Palmeiras de Goiás, 2 de agosto de 2040
No início de agosto, a OMS registrava recorde de novos casos de covid-19 no mundo. E os maiores números de casos eram registrados nos EUA, na Índia e no… Brasil. Atitudes irresponsáveis de políticos e de parte da população agravavam os efeitos da pandemia. Mas havia quem insistisse no… “regresso às aulas”
Na cartinha de ontem, critiquei o estribilho de uma canção, que dizia “na sala de aula é que se forma o cidadão”. Na cartinha de hoje, preciso falar-vos do “cidadão”, que a sala de aula “formava”. Também farei o contraponto com uma cidadania plena, que se instalou em muitas escolas, na década de vinte. Hoje, poderá parecer-vos absurdo o que vos direi, a seguir, mas crede que são verdadeiras as descrições.

---+---

Tarefa 1: Segundo a carta sobre a pandemia, em quais países se registravam os maiores números de casos no início de agosto?
Tarefa 2: Retome a carta sobre a pandemia logo depois da última frase apresentada.

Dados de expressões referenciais
---+---

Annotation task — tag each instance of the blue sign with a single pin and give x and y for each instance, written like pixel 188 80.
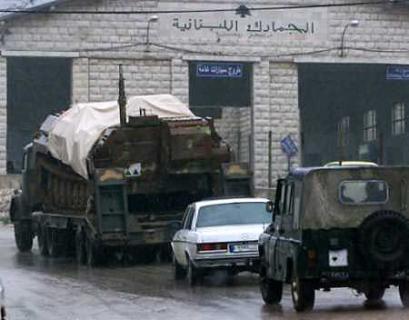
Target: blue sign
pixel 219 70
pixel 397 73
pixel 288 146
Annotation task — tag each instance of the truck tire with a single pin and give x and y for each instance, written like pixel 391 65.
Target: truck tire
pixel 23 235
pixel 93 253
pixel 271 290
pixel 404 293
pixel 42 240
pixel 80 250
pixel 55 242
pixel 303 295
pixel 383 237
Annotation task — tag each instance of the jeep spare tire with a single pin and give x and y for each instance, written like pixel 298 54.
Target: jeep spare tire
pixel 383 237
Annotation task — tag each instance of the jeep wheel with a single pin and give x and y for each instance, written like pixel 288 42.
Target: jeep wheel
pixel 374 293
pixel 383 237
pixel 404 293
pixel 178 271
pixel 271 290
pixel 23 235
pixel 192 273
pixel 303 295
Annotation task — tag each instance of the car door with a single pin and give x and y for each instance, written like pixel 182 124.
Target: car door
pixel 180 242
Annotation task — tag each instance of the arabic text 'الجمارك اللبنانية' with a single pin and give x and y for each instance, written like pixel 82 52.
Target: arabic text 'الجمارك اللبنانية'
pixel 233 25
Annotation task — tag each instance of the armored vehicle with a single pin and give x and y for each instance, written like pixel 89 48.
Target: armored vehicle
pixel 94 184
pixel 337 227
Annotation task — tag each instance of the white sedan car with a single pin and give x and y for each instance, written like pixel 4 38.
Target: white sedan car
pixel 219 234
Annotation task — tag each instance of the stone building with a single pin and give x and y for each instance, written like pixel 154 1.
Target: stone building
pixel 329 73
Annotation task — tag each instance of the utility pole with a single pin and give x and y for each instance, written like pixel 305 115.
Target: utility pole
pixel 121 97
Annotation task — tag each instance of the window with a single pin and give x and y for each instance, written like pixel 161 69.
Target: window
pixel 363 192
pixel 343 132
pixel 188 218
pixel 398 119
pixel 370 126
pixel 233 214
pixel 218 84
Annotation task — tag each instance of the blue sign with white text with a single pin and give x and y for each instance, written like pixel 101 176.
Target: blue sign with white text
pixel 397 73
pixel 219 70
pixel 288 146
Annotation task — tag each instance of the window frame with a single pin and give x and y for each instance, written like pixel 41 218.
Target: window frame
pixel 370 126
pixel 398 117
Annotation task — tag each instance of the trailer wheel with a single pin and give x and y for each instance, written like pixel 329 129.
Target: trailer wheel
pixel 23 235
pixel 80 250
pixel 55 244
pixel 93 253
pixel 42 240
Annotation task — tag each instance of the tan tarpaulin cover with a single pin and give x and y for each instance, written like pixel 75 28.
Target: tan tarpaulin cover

---+---

Resposta 1: Nos EUA, na Índia e no Brasil.

Resposta 2:
No banheiro dos alunos da maioria das escolas de sala de aula, não havia espelho e o vaso raramente tinha tampa. Rareava o papel higiénico e era um funcionário que, “normalmente”, entregava dois ou três pedaços do dito papel ao utente. Se o necessitado estivesse com diarreia, teria de se “desenrascar” (como ouvi um funcionário dizer), porque na sala de aula se aprendia o “jeitinho brasileiro”.
O banheiro do professor já tinha espelho, tampa no vaso e até papel higiénico. O banheiro do diretor dispunha de tudo isso e, em alguns casos, até mesmo tinha instalado ar condicionado. Porque, na sala de aula, “formava-se o cidadão”, que deveria aceitar que até no urinar e defecar houvesse hierarquia, desigualdade.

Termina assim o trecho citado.